- _What you need to do_
Please reproduce verbatim everything from the start of the listing down to and including the line that contains "column 203, row 224", and nothing else.

- _Material for the task_
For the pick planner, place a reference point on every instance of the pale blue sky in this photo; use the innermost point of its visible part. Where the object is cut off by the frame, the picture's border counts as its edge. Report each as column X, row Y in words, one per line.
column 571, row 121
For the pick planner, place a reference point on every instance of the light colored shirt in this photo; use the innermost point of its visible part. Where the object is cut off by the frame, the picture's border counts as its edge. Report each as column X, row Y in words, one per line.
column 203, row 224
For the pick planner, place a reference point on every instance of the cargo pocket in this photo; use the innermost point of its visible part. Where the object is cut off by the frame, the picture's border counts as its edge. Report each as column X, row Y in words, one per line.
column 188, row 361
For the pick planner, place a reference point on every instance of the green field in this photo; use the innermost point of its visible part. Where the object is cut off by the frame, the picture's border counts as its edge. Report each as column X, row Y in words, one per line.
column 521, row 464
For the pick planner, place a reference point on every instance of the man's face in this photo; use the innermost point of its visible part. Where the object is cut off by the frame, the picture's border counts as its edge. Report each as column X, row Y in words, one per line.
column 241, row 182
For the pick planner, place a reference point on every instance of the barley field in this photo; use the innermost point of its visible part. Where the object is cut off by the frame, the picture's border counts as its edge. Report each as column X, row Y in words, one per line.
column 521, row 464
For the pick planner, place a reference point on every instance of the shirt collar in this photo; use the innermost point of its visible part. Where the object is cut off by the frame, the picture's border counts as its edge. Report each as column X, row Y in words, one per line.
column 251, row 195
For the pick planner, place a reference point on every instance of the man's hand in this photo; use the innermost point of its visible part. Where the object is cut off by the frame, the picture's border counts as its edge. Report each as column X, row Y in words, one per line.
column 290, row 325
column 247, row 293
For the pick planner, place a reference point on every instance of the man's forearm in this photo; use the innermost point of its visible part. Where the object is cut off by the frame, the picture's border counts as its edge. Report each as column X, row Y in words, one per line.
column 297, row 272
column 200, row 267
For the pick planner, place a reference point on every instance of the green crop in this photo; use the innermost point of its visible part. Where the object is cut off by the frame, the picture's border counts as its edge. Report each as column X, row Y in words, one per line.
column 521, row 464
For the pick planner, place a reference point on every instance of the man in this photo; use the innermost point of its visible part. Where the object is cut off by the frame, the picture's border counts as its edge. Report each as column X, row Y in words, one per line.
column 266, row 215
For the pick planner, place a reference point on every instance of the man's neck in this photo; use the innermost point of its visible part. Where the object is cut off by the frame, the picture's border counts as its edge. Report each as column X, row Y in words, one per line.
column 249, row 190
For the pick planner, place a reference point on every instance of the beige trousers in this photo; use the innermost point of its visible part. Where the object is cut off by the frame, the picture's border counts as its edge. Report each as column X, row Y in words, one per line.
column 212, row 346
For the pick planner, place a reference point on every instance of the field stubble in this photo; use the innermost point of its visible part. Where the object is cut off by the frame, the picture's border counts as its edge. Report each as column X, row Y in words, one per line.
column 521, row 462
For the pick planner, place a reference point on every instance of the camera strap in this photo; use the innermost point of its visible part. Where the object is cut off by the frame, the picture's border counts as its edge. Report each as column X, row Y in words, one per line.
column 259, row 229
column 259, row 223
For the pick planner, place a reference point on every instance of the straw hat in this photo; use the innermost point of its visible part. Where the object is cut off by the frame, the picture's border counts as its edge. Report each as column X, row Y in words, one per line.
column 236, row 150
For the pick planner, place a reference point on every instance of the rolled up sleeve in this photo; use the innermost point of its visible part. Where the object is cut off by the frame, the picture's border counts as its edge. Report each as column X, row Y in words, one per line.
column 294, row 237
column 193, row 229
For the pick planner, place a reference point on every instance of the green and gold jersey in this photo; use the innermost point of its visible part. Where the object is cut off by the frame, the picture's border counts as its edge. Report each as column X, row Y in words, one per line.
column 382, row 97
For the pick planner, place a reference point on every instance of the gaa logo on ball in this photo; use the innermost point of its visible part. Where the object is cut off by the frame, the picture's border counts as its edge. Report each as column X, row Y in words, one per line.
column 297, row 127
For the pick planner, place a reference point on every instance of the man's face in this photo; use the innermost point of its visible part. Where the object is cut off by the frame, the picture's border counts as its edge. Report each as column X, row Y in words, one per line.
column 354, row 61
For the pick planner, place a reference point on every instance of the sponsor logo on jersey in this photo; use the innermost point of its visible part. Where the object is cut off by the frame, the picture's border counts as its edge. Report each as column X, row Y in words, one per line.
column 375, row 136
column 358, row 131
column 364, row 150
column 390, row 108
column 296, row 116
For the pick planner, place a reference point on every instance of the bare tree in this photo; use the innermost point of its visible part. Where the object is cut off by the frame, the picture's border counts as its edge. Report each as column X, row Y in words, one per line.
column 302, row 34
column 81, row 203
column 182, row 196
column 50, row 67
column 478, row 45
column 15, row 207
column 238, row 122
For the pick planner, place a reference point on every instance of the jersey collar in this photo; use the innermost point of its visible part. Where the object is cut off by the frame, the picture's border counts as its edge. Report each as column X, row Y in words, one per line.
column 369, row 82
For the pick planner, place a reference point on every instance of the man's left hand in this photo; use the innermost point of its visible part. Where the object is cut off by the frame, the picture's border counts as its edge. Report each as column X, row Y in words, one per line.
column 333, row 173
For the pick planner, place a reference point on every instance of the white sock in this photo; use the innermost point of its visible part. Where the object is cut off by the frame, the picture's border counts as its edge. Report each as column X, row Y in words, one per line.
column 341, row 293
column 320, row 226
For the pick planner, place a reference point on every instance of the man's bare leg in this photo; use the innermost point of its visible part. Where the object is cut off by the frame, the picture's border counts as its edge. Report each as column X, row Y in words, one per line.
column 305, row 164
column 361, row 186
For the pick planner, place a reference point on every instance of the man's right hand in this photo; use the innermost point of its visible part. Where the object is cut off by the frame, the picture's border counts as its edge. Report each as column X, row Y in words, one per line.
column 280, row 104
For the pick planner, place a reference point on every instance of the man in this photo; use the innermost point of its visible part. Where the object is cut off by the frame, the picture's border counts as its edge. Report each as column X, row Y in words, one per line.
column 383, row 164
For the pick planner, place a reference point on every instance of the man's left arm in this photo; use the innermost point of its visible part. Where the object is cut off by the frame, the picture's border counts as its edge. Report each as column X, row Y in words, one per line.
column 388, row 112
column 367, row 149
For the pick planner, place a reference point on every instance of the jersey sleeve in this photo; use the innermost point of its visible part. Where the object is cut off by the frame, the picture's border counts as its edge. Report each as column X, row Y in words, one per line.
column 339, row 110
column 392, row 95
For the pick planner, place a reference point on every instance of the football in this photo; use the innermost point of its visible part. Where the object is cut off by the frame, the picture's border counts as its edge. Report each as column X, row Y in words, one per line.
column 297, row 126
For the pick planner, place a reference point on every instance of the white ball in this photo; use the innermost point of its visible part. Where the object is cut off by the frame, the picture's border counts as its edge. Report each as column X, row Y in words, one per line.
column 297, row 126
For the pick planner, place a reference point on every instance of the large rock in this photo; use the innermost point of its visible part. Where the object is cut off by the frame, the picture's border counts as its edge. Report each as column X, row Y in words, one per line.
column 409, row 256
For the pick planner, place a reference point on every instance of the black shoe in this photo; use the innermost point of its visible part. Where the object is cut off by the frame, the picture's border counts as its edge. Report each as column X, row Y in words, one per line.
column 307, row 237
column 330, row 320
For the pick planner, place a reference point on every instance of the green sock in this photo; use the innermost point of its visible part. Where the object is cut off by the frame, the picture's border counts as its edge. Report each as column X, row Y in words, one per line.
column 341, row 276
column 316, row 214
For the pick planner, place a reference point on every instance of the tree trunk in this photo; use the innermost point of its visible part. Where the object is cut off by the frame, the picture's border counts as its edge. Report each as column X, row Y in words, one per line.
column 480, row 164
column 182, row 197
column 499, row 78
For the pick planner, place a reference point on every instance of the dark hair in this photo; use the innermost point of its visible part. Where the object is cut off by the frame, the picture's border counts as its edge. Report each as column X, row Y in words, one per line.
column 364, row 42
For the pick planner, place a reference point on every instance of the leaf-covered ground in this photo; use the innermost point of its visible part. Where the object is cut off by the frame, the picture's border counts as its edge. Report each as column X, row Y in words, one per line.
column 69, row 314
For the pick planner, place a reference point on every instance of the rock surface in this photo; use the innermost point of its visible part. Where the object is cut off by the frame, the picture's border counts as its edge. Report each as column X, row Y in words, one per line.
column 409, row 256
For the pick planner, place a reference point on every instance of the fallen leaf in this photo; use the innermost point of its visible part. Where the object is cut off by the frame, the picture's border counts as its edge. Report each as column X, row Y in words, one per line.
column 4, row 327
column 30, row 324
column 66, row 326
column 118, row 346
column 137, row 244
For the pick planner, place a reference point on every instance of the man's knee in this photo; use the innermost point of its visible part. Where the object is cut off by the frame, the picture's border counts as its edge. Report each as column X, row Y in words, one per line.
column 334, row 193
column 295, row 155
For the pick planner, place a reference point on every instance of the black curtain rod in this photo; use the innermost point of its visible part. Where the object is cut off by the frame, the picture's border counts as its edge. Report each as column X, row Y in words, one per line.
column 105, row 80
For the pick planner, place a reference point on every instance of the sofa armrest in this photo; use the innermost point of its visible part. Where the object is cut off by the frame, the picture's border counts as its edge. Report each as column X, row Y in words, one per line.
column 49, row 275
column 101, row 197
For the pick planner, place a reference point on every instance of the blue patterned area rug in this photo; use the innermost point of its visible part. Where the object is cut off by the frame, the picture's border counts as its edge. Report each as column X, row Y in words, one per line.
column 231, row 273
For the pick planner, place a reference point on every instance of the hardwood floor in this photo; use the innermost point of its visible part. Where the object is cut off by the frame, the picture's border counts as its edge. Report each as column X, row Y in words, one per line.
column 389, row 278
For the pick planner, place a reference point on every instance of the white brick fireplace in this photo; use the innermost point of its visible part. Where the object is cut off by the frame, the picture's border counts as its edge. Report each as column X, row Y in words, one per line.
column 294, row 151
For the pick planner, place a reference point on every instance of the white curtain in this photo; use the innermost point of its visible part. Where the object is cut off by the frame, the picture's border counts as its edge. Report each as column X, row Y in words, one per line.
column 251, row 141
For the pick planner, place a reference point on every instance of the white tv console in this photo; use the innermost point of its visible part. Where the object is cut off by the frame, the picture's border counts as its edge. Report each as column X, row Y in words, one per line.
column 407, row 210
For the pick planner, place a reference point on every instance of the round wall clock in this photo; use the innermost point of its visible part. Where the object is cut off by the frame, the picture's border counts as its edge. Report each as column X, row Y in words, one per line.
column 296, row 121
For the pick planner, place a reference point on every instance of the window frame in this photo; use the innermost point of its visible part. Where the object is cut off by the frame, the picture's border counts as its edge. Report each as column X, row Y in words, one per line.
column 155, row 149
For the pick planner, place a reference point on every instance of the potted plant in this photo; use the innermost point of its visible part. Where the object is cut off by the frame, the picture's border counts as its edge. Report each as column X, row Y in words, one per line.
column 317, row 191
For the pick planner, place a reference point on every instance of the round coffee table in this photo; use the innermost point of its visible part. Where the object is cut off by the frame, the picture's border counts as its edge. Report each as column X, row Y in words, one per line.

- _Exercise response_
For the pick planner, place a reference point on every instance of the pale blue sky in this photo; use the innermost point of its visible part. Where the object is cut off by the frame, the picture's border counts as its edge. Report each as column X, row Y in words, one per line.
column 571, row 121
For the pick planner, place a reference point on every instance of the light colored shirt in this photo; use the innermost point of its visible part. Where the object is cut off by the frame, the picture's border counts as its edge. Report each as column X, row Y in words, one per line.
column 203, row 224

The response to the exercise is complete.